* **Page**

Thursday, April 10, 2014

Look, listen - and read

After a busy day at work or at home, do you have the energy to hold a book and keep your eyes open at the same time? If we tend to regard reading with our eyes as the more serious and highbrow way to take in information (see second link below), what do we do if we are thirsting for some intellectual stimulation, but are just too tired to do anything about it?

Fortunately, a number of cultural critics are throwing the exhausted multitudes a lifeline: they insist that intellectual engagement is not entirely dependent on the perusal of literary tomes these days.

To wit:

The shows in our present "Golden Age" of TV may actually be our new novels

Audiobooks allow us to appreciate the role of story in contemporary fiction

Series fiction deserves some respect

So visit the library, grab a "new novel" on DVD, a compelling story in audio, even a print page-turner or two, and feel free to enjoy: it's brain food!

mhd




Thursday, February 20, 2014

The medals have been awarded!


No, all you Olympics fans, not for flips, twirls, or crossing the finish line first, but for the most distinguished children's literature of 2013.

The Caldecott Medal, for the year's best picture book, was given to Brian Floca for LOCOMOTIVE. This was an unusual, but obvious, choice.  Unusual, in that it was only the 7th time in 76 years that a nonfiction book won the prize, but obvious, since LOCOMOTIVE has been showered with acclaim since it was published. (Even I predicted it would win.) Children and their parents will find this beautiful book to be an enthralling introduction to the history of the American railroad.

Entries from a point-annotation set:
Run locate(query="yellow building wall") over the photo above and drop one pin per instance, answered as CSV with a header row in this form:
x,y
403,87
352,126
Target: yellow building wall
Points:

* **Exercise**
How would you sum up the blog posts above in two sentences?

* **Output**
The April post argues that tired readers can still find intellectual stimulation in TV shows, audiobooks, and series fiction, and it urges people to visit the library and enjoy these as brain food. The February post announces that the Caldecott Medal for 2013's best picture book went to Brian Floca's LOCOMOTIVE, a widely acclaimed nonfiction introduction to the history of the American railroad.